INSTRUCTIONS TO FOLLOW | Output the lines below as a numbered list, leaving out the blank lines and the pictures.

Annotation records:

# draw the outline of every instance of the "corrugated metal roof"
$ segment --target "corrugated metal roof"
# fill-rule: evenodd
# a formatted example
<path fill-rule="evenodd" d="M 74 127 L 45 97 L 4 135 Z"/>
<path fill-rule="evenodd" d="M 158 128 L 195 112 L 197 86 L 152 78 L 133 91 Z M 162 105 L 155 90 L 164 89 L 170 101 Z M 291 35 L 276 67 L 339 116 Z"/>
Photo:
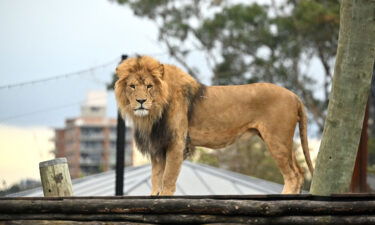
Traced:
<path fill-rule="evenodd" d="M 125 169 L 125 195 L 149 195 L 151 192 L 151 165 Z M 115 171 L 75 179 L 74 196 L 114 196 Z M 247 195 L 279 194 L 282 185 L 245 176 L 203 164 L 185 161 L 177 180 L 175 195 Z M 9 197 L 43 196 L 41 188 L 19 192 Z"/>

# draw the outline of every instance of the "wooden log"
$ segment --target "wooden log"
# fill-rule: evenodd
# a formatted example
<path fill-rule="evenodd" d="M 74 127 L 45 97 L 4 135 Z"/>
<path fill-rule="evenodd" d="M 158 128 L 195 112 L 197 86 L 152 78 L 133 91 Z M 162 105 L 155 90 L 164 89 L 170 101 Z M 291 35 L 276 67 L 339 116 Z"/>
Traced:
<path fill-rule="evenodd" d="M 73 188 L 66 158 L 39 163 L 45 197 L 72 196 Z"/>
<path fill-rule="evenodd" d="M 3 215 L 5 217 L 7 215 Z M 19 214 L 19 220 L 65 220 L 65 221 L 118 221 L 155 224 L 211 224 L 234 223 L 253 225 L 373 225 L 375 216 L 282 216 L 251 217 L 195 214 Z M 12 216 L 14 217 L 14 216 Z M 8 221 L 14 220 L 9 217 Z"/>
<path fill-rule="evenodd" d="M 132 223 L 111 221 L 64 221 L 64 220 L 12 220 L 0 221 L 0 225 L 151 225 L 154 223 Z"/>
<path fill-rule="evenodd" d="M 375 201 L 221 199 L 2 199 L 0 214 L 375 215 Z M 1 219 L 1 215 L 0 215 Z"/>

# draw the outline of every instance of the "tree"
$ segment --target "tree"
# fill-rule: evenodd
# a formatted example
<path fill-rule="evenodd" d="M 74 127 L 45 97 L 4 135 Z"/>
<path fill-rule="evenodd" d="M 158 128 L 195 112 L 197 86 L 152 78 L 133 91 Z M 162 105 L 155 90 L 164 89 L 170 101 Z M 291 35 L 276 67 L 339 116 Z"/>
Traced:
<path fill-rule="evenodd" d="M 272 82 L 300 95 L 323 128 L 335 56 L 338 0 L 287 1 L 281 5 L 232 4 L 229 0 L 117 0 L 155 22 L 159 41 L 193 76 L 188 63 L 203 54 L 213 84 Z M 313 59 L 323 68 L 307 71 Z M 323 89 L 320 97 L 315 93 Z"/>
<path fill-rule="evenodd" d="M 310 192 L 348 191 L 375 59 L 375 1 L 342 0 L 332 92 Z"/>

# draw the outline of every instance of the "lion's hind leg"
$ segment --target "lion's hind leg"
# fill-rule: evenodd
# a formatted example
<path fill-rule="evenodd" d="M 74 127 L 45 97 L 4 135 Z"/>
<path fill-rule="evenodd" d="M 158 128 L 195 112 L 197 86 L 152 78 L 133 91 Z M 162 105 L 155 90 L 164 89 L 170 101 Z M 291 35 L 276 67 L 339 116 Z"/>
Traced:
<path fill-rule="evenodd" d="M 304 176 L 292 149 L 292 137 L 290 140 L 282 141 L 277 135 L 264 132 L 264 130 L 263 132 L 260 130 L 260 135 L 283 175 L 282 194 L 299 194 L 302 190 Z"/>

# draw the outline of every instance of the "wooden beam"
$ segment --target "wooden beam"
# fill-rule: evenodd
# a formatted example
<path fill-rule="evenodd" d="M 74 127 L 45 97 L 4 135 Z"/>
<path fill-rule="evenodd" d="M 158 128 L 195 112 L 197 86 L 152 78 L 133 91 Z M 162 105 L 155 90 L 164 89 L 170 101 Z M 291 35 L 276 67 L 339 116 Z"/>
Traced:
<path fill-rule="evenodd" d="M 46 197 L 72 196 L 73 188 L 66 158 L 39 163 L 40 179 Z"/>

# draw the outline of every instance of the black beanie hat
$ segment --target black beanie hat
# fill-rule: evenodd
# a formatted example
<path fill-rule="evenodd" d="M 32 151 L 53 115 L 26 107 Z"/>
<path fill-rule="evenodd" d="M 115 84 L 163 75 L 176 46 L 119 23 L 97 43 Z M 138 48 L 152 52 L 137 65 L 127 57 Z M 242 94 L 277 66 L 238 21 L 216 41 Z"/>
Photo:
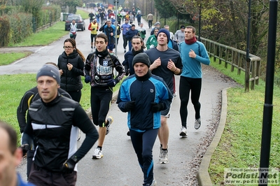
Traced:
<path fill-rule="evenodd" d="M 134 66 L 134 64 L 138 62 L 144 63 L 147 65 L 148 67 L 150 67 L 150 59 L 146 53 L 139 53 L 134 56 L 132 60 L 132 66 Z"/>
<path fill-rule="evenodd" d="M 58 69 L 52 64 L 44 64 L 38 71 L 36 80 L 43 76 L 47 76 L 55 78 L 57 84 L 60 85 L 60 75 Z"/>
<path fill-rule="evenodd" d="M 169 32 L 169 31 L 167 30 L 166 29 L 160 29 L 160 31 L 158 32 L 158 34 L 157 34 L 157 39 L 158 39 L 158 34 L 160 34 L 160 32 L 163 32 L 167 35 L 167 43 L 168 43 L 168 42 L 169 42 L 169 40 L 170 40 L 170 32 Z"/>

TASK ANSWER |
1. # draw the outline of every instance of the "corrugated metal roof"
2. $ segment --target "corrugated metal roof"
3. # fill-rule: evenodd
4. # a formatted example
5. <path fill-rule="evenodd" d="M 74 127 L 45 97 L 4 135 Z"/>
6. <path fill-rule="evenodd" d="M 158 128 L 195 112 L 197 86 L 152 78 L 133 91 Z M 162 105 L 155 90 L 164 89 L 170 101 Z M 291 35 L 276 67 L 339 116 Z"/>
7. Photo:
8. Traced:
9. <path fill-rule="evenodd" d="M 125 169 L 125 195 L 149 195 L 151 192 L 151 165 Z M 115 171 L 75 179 L 74 196 L 114 196 Z M 247 195 L 279 194 L 282 185 L 245 176 L 203 164 L 185 161 L 177 180 L 175 195 Z M 9 197 L 43 196 L 41 188 L 19 192 Z"/>
10. # draw the outline of every instance of the "wooden log"
11. $ segment --target "wooden log"
12. # fill-rule: evenodd
13. # a formatted example
14. <path fill-rule="evenodd" d="M 74 127 L 45 97 L 4 135 Z"/>
15. <path fill-rule="evenodd" d="M 158 128 L 195 112 L 197 86 L 152 78 L 133 91 Z M 162 105 L 155 90 L 164 89 L 170 101 Z M 291 35 L 276 67 L 339 116 Z"/>
16. Traced:
17. <path fill-rule="evenodd" d="M 73 188 L 66 158 L 39 163 L 45 197 L 72 196 Z"/>
18. <path fill-rule="evenodd" d="M 3 215 L 5 217 L 7 215 Z M 19 214 L 19 220 L 65 220 L 65 221 L 118 221 L 155 224 L 211 224 L 234 223 L 253 225 L 373 225 L 375 216 L 282 216 L 251 217 L 195 214 Z M 12 216 L 14 217 L 14 216 Z M 8 221 L 14 220 L 9 217 Z"/>
19. <path fill-rule="evenodd" d="M 132 223 L 111 221 L 64 221 L 64 220 L 12 220 L 0 221 L 0 225 L 151 225 L 154 223 Z"/>
20. <path fill-rule="evenodd" d="M 375 201 L 221 199 L 2 199 L 0 214 L 375 215 Z M 1 219 L 1 215 L 0 215 Z"/>
21. # draw the outline of every instance of the "tree"
22. $ segment --target "tree"
23. # fill-rule: evenodd
24. # a formatted example
25. <path fill-rule="evenodd" d="M 74 127 L 45 97 L 4 135 Z"/>
26. <path fill-rule="evenodd" d="M 158 128 L 195 112 L 197 86 L 152 78 L 133 91 Z M 162 105 L 155 90 L 164 89 L 170 101 Z M 291 35 L 276 67 L 339 116 Z"/>
27. Traced:
28. <path fill-rule="evenodd" d="M 272 82 L 300 95 L 323 128 L 335 56 L 338 0 L 287 1 L 281 5 L 232 4 L 229 0 L 117 0 L 155 22 L 159 41 L 193 76 L 188 63 L 203 54 L 213 84 Z M 313 59 L 323 68 L 307 71 Z M 323 89 L 320 97 L 315 93 Z"/>
29. <path fill-rule="evenodd" d="M 310 192 L 348 191 L 375 59 L 375 1 L 342 0 L 332 92 Z"/>
30. # draw the outline of every instance of the "lion's hind leg"
31. $ segment --target "lion's hind leg"
32. # fill-rule: evenodd
33. # a formatted example
34. <path fill-rule="evenodd" d="M 74 127 L 45 97 L 4 135 Z"/>
35. <path fill-rule="evenodd" d="M 158 128 L 195 112 L 197 86 L 152 78 L 133 91 Z M 162 105 L 155 90 L 164 89 L 170 101 Z M 291 35 L 276 67 L 339 116 Z"/>
36. Traced:
37. <path fill-rule="evenodd" d="M 304 176 L 292 149 L 292 137 L 290 140 L 282 141 L 277 135 L 264 132 L 264 130 L 263 132 L 260 130 L 260 135 L 283 175 L 282 194 L 299 194 L 302 190 Z"/>
38. # draw the outline of every instance of the "wooden beam"
39. $ segment --target "wooden beam"
40. # fill-rule: evenodd
41. # a formatted example
42. <path fill-rule="evenodd" d="M 74 127 L 45 97 L 4 135 Z"/>
43. <path fill-rule="evenodd" d="M 158 128 L 195 112 L 197 86 L 152 78 L 133 91 Z M 162 105 L 155 90 L 164 89 L 170 101 Z M 291 35 L 276 67 L 339 116 Z"/>
44. Traced:
45. <path fill-rule="evenodd" d="M 46 197 L 72 196 L 73 188 L 66 158 L 39 163 L 40 179 Z"/>
46. # draw the outline of every instance of the black beanie hat
47. $ segment --target black beanie hat
48. # fill-rule: evenodd
49. # a formatted example
50. <path fill-rule="evenodd" d="M 32 151 L 53 115 L 26 107 Z"/>
51. <path fill-rule="evenodd" d="M 115 84 L 163 75 L 176 46 L 119 23 L 97 43 Z M 138 48 L 152 52 L 137 65 L 127 57 Z M 242 94 L 277 66 L 238 21 L 216 41 Z"/>
52. Photo:
53. Traced:
54. <path fill-rule="evenodd" d="M 134 66 L 134 64 L 138 62 L 144 63 L 147 65 L 148 67 L 150 67 L 150 59 L 146 53 L 139 53 L 134 56 L 132 60 L 132 66 Z"/>
55. <path fill-rule="evenodd" d="M 58 69 L 52 64 L 44 64 L 38 71 L 36 80 L 43 76 L 47 76 L 55 78 L 57 84 L 60 85 L 60 75 Z"/>
56. <path fill-rule="evenodd" d="M 169 32 L 169 31 L 167 30 L 166 29 L 160 29 L 160 31 L 158 32 L 158 34 L 157 34 L 157 39 L 158 39 L 158 34 L 160 34 L 160 32 L 163 32 L 167 35 L 167 43 L 168 43 L 168 42 L 169 42 L 169 40 L 170 40 L 170 32 Z"/>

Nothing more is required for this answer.